* start SOURCE DATA *
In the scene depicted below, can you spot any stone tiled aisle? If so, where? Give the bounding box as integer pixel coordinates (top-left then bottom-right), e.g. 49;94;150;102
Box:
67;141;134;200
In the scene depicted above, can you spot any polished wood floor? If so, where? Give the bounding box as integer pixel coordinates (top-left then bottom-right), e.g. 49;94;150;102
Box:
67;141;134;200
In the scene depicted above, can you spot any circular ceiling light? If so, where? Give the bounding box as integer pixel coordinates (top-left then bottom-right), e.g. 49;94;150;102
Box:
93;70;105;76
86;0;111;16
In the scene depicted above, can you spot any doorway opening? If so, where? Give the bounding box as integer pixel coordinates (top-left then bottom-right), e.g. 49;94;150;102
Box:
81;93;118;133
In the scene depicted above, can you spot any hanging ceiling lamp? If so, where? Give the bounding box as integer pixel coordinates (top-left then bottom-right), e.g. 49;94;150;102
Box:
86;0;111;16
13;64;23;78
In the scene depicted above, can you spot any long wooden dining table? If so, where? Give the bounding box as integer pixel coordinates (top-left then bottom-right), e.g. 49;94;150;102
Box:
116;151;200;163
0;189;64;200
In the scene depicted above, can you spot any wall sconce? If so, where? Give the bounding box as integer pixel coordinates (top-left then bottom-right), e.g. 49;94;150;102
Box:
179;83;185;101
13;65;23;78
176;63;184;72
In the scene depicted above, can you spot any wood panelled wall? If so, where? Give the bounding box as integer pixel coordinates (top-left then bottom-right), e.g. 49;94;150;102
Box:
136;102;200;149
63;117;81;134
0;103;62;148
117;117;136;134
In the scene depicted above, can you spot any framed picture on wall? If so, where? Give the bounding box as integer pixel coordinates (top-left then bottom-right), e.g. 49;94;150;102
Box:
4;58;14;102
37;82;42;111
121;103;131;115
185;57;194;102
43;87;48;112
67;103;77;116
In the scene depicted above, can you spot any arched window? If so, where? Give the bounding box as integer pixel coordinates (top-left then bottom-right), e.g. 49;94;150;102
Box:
* end SOURCE DATA *
» DIRECTION
Rewrite the entire listing above, changing every occurrence of "scene depicted" to "image shown" and leaving everything else as it is.

» EXERCISE OUTPUT
In the image shown below, can you spot any stone tiled aisle? If so, where? Give the bounding box as integer pixel coordinates (top-left then bottom-right), e.g. 49;94;150;102
Box:
67;141;134;200
In the image shown above, can you spot any polished wood floor? If so, where? Give the bounding box as integer pixel coordinates (top-left then bottom-right), e.g. 49;94;150;102
Box:
67;141;134;200
In the image shown above, can you spot any circular ceiling light? If so, where? Give the bounding box as integer pixel coordinates (top-left then bottom-right), e.g. 49;94;150;102
Box:
93;70;105;76
86;0;111;16
In the image shown above, can you spot any doorway opening? If so, where? Give the bounding box as integer pixel coordinates (top-left then bottom-right), e.g. 49;94;150;102
Box:
81;93;118;133
In the image shown above, can you spot any hanging ceiling lamp? If so, where? Give the bounding box as integer pixel coordinates (top-left then bottom-right), e.g. 49;94;150;102
Box:
86;0;111;16
13;64;23;78
In the image shown above, can you spot any long wooden dining table? If so, where? Give the bounding box as integer pixel coordinates (top-left then bottom-right), e.g. 49;94;150;102
Box:
116;151;200;163
0;189;64;200
In the image shown above, can you spot any wall sconce? If so, where? Give the bounding box as integer pixel coordinates (top-left then bottom-right), e.g. 49;94;150;102
Box:
179;83;185;101
13;65;23;78
176;63;184;72
In the image shown above, can you spot any wood panelled wall? If so, where? Give the bounding box as integer pixel coordinates (top-left then bottom-right), e.g. 49;94;150;102
Box:
136;102;200;149
63;117;81;134
0;103;62;148
117;117;136;134
In the image shown above, can you spot any framed picture on wall? If so, where? Give the bounding box as integer pixel coordinates (top-left then bottom-right), e.g. 49;94;150;102
Box:
4;58;14;102
37;82;42;111
121;103;131;115
185;57;194;102
43;87;48;112
67;103;77;116
In the image shown above, can you spot any arched window? If so, where? Give the bounding box as integer pixel coordinates (top-left then bottom-right), e.g. 49;94;150;102
Box:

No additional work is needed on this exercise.